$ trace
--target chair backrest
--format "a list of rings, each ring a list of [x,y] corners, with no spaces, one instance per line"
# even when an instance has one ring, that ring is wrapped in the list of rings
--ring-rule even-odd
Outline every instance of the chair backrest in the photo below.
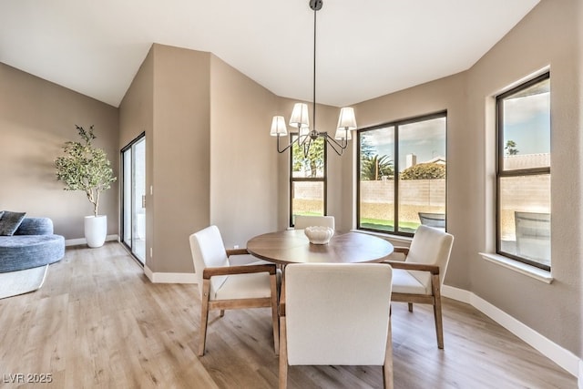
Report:
[[[421,224],[429,227],[445,228],[445,213],[418,212]]]
[[[289,364],[383,365],[392,275],[383,263],[286,266]]]
[[[302,230],[311,226],[330,227],[335,230],[333,216],[306,216],[295,215],[293,228]]]
[[[453,235],[443,230],[421,225],[417,228],[413,237],[405,261],[407,262],[439,266],[439,281],[443,285],[453,244]],[[414,272],[415,278],[417,278],[417,275],[428,277],[426,272],[423,274]],[[424,278],[419,281],[425,284],[426,280]]]
[[[202,271],[207,267],[229,266],[227,251],[217,226],[210,226],[190,235],[190,251],[194,262],[194,273],[199,285],[199,292],[202,297]],[[210,279],[211,292],[217,291],[225,282],[227,276]]]

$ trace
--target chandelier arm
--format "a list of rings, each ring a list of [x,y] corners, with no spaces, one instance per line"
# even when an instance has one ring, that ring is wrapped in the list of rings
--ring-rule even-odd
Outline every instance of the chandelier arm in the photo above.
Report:
[[[330,137],[327,132],[321,132],[320,135],[323,137],[324,140],[331,147],[332,150],[339,156],[342,156],[344,152],[344,149],[348,146],[348,141],[346,139],[343,139],[342,143],[339,143],[333,138]]]
[[[322,5],[320,5],[322,7]],[[313,7],[313,99],[312,100],[312,128],[316,129],[316,15],[318,7]]]
[[[280,153],[280,154],[284,152],[284,151],[286,151],[288,148],[290,148],[292,146],[293,146],[294,143],[297,143],[299,141],[299,139],[300,139],[300,138],[298,137],[295,139],[293,139],[293,141],[290,142],[290,144],[287,145],[285,147],[285,148],[280,149],[280,138],[281,138],[281,136],[278,135],[277,136],[277,152]]]

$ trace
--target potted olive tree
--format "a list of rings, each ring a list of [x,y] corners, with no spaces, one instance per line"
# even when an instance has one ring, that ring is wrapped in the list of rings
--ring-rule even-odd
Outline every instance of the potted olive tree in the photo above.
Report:
[[[116,180],[107,156],[93,147],[93,126],[86,130],[75,125],[82,142],[66,142],[64,157],[55,160],[56,179],[65,183],[65,190],[82,190],[93,204],[93,215],[85,217],[85,239],[89,247],[101,247],[107,234],[107,216],[99,215],[99,196]]]

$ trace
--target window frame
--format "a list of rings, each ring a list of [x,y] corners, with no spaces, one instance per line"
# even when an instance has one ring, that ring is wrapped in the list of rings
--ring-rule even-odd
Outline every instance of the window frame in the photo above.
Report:
[[[500,212],[501,212],[501,179],[505,178],[518,178],[518,177],[527,177],[527,176],[540,176],[540,175],[549,175],[551,174],[550,164],[547,167],[538,167],[538,168],[527,168],[527,169],[504,169],[504,109],[502,108],[502,104],[505,98],[515,95],[522,90],[525,90],[534,85],[537,85],[542,81],[549,80],[550,82],[550,71],[547,71],[539,76],[537,76],[533,78],[530,78],[499,95],[496,96],[496,253],[498,255],[502,255],[506,258],[510,258],[514,261],[525,263],[529,266],[534,266],[538,269],[542,269],[543,271],[550,271],[551,266],[547,266],[543,263],[537,262],[535,261],[531,261],[525,257],[520,257],[518,255],[502,251],[502,229],[500,228]],[[550,115],[550,109],[549,109]],[[552,128],[549,128],[549,131],[552,131]],[[549,134],[550,135],[550,134]],[[549,152],[552,155],[552,150]],[[550,191],[550,189],[549,189]],[[550,195],[550,193],[549,193]],[[552,215],[551,215],[552,216]],[[552,239],[552,230],[551,230],[551,239]],[[551,263],[552,264],[552,263]]]
[[[290,133],[290,141],[294,140],[294,137],[298,137],[298,133]],[[293,147],[290,148],[290,191],[289,191],[289,226],[293,227],[293,184],[295,182],[322,182],[323,184],[323,216],[328,215],[328,144],[326,139],[322,138],[324,152],[324,166],[322,168],[323,177],[293,177]]]
[[[391,122],[387,122],[387,123],[384,123],[384,124],[380,124],[380,125],[376,125],[376,126],[372,126],[372,127],[367,127],[364,128],[359,128],[356,131],[356,230],[363,230],[363,231],[370,231],[370,232],[375,232],[375,233],[384,233],[384,234],[390,234],[390,235],[395,235],[395,236],[402,236],[402,237],[413,237],[414,235],[414,232],[404,232],[404,231],[399,231],[399,184],[398,184],[398,177],[395,177],[394,179],[394,230],[393,231],[387,231],[385,230],[376,230],[376,229],[371,229],[371,228],[365,228],[365,227],[362,227],[361,226],[361,139],[362,137],[361,135],[363,133],[368,132],[368,131],[372,131],[372,130],[375,130],[375,129],[379,129],[379,128],[390,128],[390,127],[394,127],[394,174],[395,176],[398,175],[398,171],[399,171],[399,127],[400,126],[404,126],[404,125],[408,125],[408,124],[413,124],[413,123],[419,123],[419,122],[423,122],[423,121],[426,121],[426,120],[431,120],[431,119],[435,119],[435,118],[445,118],[445,160],[447,160],[447,109],[445,110],[441,110],[441,111],[437,111],[437,112],[434,112],[434,113],[430,113],[430,114],[425,114],[425,115],[421,115],[421,116],[416,116],[416,117],[413,117],[413,118],[404,118],[404,119],[400,119],[400,120],[394,120],[394,121],[391,121]],[[447,169],[445,169],[445,230],[447,230]]]

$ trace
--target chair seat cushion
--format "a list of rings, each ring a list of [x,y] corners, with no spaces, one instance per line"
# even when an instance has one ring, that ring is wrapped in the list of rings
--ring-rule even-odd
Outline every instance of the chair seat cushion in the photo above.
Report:
[[[393,292],[431,294],[431,285],[424,285],[412,273],[403,269],[393,269]],[[415,271],[419,272],[419,271]]]
[[[271,296],[271,289],[268,272],[230,275],[216,291],[210,292],[210,300],[256,299]]]

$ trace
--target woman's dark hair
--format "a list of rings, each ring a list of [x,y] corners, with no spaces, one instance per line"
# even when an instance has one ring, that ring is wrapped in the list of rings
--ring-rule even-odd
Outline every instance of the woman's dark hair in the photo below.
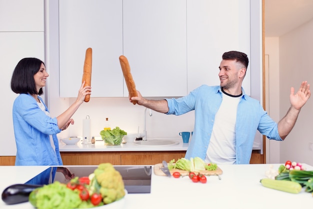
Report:
[[[16,94],[28,94],[42,95],[42,88],[37,92],[34,76],[44,63],[37,58],[24,58],[15,67],[11,78],[11,89]]]
[[[249,59],[248,56],[244,53],[237,51],[230,51],[224,53],[222,58],[223,60],[236,60],[236,62],[243,64],[246,70],[248,68]]]

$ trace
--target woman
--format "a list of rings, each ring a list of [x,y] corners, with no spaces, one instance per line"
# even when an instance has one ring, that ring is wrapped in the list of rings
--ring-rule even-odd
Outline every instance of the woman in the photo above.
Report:
[[[90,94],[91,87],[84,87],[84,82],[75,102],[58,117],[52,118],[39,96],[48,76],[44,64],[36,58],[21,60],[13,72],[11,89],[20,94],[13,104],[16,166],[62,165],[56,134],[74,124],[70,117]]]

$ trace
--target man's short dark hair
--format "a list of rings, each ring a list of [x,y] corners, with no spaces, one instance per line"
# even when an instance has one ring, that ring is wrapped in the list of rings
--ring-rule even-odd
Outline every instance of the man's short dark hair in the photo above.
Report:
[[[237,51],[228,52],[223,54],[222,58],[226,60],[236,60],[236,62],[242,64],[246,67],[246,70],[248,68],[249,59],[248,56],[244,53]]]

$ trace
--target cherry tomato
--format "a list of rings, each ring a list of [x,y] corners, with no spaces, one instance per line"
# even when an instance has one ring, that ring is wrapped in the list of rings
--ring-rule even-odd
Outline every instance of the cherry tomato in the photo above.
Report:
[[[285,164],[284,164],[284,166],[286,166],[288,164],[288,165],[291,166],[291,165],[292,165],[292,162],[290,161],[290,160],[286,161],[286,162],[285,162]]]
[[[206,177],[204,175],[202,174],[199,176],[199,180],[200,180],[200,182],[201,182],[202,184],[206,183]]]
[[[76,184],[73,182],[70,182],[66,184],[66,186],[68,188],[70,188],[72,190],[74,190],[76,188]]]
[[[192,176],[192,182],[196,183],[199,181],[199,176],[196,175],[194,175]]]
[[[189,178],[190,179],[192,179],[192,177],[194,176],[195,176],[196,174],[194,174],[194,172],[189,172],[189,174],[188,174],[188,176],[189,176]]]
[[[90,201],[94,206],[96,206],[102,201],[102,196],[98,193],[94,193],[90,198]]]
[[[78,178],[78,182],[81,184],[89,184],[90,180],[88,176],[84,176]]]
[[[85,187],[82,184],[78,184],[76,186],[76,188],[77,188],[80,191],[82,191],[82,190],[86,189]]]
[[[173,176],[174,178],[179,178],[180,177],[180,174],[179,172],[174,172],[173,173]]]
[[[80,192],[80,197],[82,200],[86,201],[89,199],[89,193],[86,188],[84,188]]]

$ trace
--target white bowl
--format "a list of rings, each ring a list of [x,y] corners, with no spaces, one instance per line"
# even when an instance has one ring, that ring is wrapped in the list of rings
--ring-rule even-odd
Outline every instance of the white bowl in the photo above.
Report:
[[[126,142],[134,142],[137,138],[137,133],[128,134],[125,135],[123,140]]]
[[[68,138],[62,138],[61,140],[68,145],[72,145],[76,144],[80,140],[80,138],[78,137],[70,137]]]

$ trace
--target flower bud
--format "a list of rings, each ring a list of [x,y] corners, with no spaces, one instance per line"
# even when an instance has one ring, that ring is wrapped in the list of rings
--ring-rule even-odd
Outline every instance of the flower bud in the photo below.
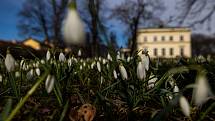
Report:
[[[50,53],[50,51],[48,50],[48,51],[46,52],[46,60],[49,61],[50,58],[51,58],[51,53]]]
[[[5,66],[8,72],[11,72],[15,69],[15,59],[13,56],[10,54],[9,50],[7,50],[7,55],[5,58]]]
[[[48,75],[45,82],[45,88],[47,93],[50,93],[54,88],[55,77],[53,75]]]
[[[73,3],[70,3],[73,4]],[[63,23],[63,36],[67,44],[82,45],[85,40],[84,24],[77,10],[70,7]]]
[[[137,78],[142,80],[146,77],[146,71],[142,62],[139,62],[137,65]]]
[[[184,113],[184,115],[189,117],[190,116],[190,106],[189,106],[187,99],[184,96],[181,96],[179,98],[179,105],[180,105],[181,110]]]
[[[61,52],[60,55],[59,55],[59,61],[60,61],[60,62],[66,61],[66,57],[65,57],[65,55],[64,55],[62,52]]]
[[[122,64],[119,65],[119,71],[121,73],[122,79],[127,80],[128,79],[127,71],[125,70],[125,67]]]
[[[196,105],[200,106],[203,104],[209,96],[210,87],[205,75],[199,75],[197,77],[196,87],[193,91],[193,99]]]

**INSTRUCTION**
Identify each line in the data above that contains the word "cherry", and copy every such line in full.

**ANSWER FOR THE TASK**
--target cherry tomato
Outline every instance of the cherry tomato in the photo above.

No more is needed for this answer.